§ Work task:
Every entry must appear in the output exactly as it does here.

§ Data for this exercise:

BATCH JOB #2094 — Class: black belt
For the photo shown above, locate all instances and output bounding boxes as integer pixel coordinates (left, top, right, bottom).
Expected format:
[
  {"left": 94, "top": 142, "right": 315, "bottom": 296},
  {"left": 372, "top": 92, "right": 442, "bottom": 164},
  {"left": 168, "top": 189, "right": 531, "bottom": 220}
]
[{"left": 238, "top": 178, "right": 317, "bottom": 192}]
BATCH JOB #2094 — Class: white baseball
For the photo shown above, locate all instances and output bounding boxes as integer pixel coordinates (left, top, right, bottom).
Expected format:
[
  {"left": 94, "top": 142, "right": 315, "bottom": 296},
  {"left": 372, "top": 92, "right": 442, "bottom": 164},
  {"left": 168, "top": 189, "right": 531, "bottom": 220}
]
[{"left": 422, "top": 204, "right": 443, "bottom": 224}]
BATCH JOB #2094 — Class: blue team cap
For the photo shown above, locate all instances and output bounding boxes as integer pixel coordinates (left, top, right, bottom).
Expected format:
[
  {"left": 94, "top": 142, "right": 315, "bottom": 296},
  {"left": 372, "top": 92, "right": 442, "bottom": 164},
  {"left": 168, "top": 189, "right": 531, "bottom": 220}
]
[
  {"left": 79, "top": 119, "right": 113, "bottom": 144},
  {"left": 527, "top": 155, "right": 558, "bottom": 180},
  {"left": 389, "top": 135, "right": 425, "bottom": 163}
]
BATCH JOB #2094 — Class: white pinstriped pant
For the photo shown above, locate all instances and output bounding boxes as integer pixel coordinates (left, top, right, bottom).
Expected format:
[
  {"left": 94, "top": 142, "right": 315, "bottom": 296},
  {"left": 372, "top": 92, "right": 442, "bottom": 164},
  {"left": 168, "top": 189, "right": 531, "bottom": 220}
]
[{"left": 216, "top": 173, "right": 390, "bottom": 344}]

§ Output below:
BATCH JOB #2094 — Class: black belt
For the photo shown above, locate all instances and output bounding boxes as integer pixel coordinates (left, top, right, bottom).
Expected format:
[
  {"left": 94, "top": 142, "right": 315, "bottom": 296},
  {"left": 372, "top": 92, "right": 442, "bottom": 164},
  {"left": 168, "top": 189, "right": 531, "bottom": 220}
]
[{"left": 238, "top": 178, "right": 317, "bottom": 192}]
BATCH JOB #2094 — Class: white baseball
For the photo shown above, locate all instances and output bounding boxes as integer pixel coordinates (left, top, right, bottom).
Expected format:
[
  {"left": 94, "top": 142, "right": 315, "bottom": 296},
  {"left": 372, "top": 92, "right": 442, "bottom": 164},
  {"left": 168, "top": 189, "right": 531, "bottom": 220}
]
[{"left": 422, "top": 204, "right": 443, "bottom": 224}]
BATCH JOB #2094 — Class: blue team cap
For the photo shown above, locate all instances and output bounding boxes as integer pixel coordinates (left, top, right, bottom).
Expected format:
[
  {"left": 94, "top": 142, "right": 315, "bottom": 296},
  {"left": 372, "top": 92, "right": 442, "bottom": 164},
  {"left": 168, "top": 189, "right": 531, "bottom": 220}
]
[
  {"left": 79, "top": 119, "right": 113, "bottom": 144},
  {"left": 527, "top": 155, "right": 558, "bottom": 180},
  {"left": 389, "top": 135, "right": 425, "bottom": 163}
]
BATCH JOB #2094 — Class: white pinstriped pant
For the photo shown above, locate all instances and output bounding boxes as integer pixel coordinates (left, top, right, bottom).
Expected format:
[
  {"left": 94, "top": 142, "right": 315, "bottom": 296},
  {"left": 372, "top": 92, "right": 442, "bottom": 164},
  {"left": 168, "top": 189, "right": 531, "bottom": 220}
]
[{"left": 216, "top": 173, "right": 390, "bottom": 344}]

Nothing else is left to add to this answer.